Instruções do exercício
Dê continuidade ao texto sobre comunicação, começando logo após a última frase.

Texto fornecido
VELDE, Jan van de, II Haarlem printing press, 1628- Engraving

Metropolitan Museum of Art, New York

[web Gallery of Art]

 

 

"...Como é terrível a sapiência
quando quem sabe não consegue aproveitá-la!"

 Sófocles --  Tirésias em Édipo Rei, 376-7

 



 



Comunicação é, segundo André Comte-Sponville, um intercâmbio de signos, de mensagens, de informações, entre dois ou mais indivíduos. Lógico, essa troca, esse intercâmbio, pode ser de coisas inteligentes ou de bobagens. Não importa o que se comunique: comunicar é passar adiante uma mensagem a alguém.

Que não se confunda a comunicação com seu conteúdo, que é a informação. A comunicação é uma troca, envolve um meio que deve ser o difusor. Por exemplo, a TV, que foi um meio de comunicação de ampla difusão de mensagens, mas sem uma interação direta. A resposta do público é passiva — tal como ver um anúncio e refletir se vai ou não comprar um determinado produto. Entre outras coisas.

Linhas

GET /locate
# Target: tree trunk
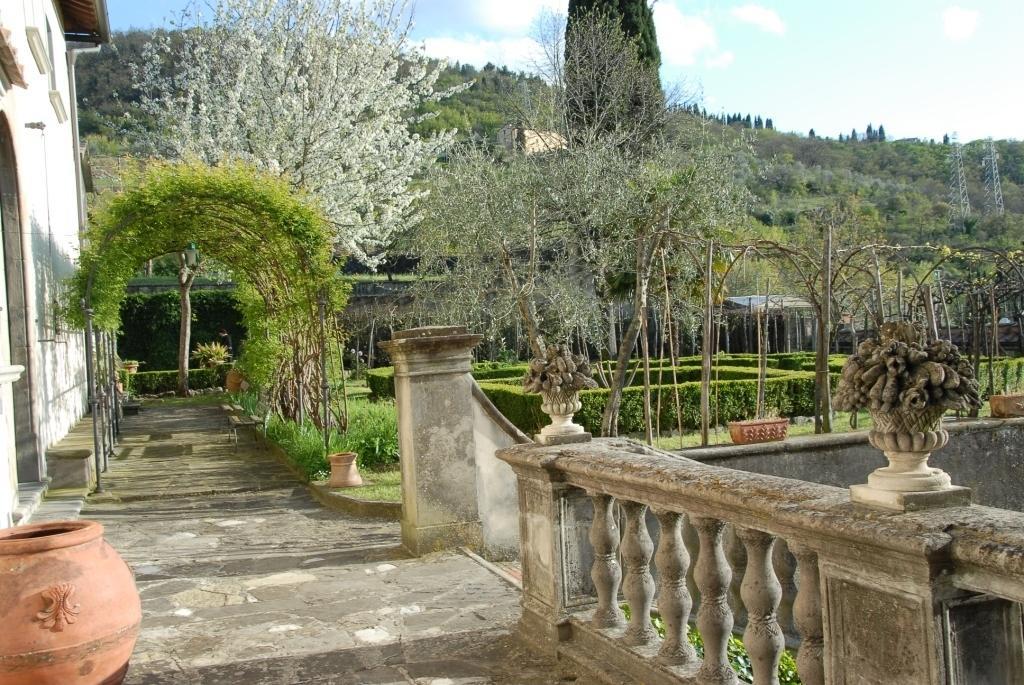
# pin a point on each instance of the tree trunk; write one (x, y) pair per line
(706, 351)
(185, 279)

Resposta do exercício
Com o advento da Internet e das lives em streaming,  foi possível uma interação direta e uma resposta às informações muito mais rápidas também. O envolvimento direto, interativo, provoca uma reação mais efetiva, dado que envolve justamente os afetos, disparados pela comunicação visual dos gestos, comportamentos e reações.

A qualidade da informação não depende diretamente do meio. Depende do tempo dispendido na atenção ao assunto — um livro ou uma live podem se equivaler, depende do tempo envolvido em cada um deles. Sem mencionar autoria, domínio do assunto, entre outras coisas, evidentemente.

O alcance da comunicação depende da difusão. Uma coisa é transmitir algo localmente. Outra, nacionalmente e internacionalmente. E isso depende do transmissor, não do meio e muito menos da informação em si, embora sejam esta e aquela importantes.  Uma TV pública vai se diferenciar muito de uma TV privada, mas o alcance de cada um dependerá muito de seus recursos no geral, em todas as áreas da comunicação e da informação.

Isso é o  básico se se quer entender por que a comunicação — se desejamos que ela tenha grande alcance — falha ou não.

Esse é o dilema, um dos, do atual governo Lula: a comunicação. Ou melhor, o alcance dela, como já dito.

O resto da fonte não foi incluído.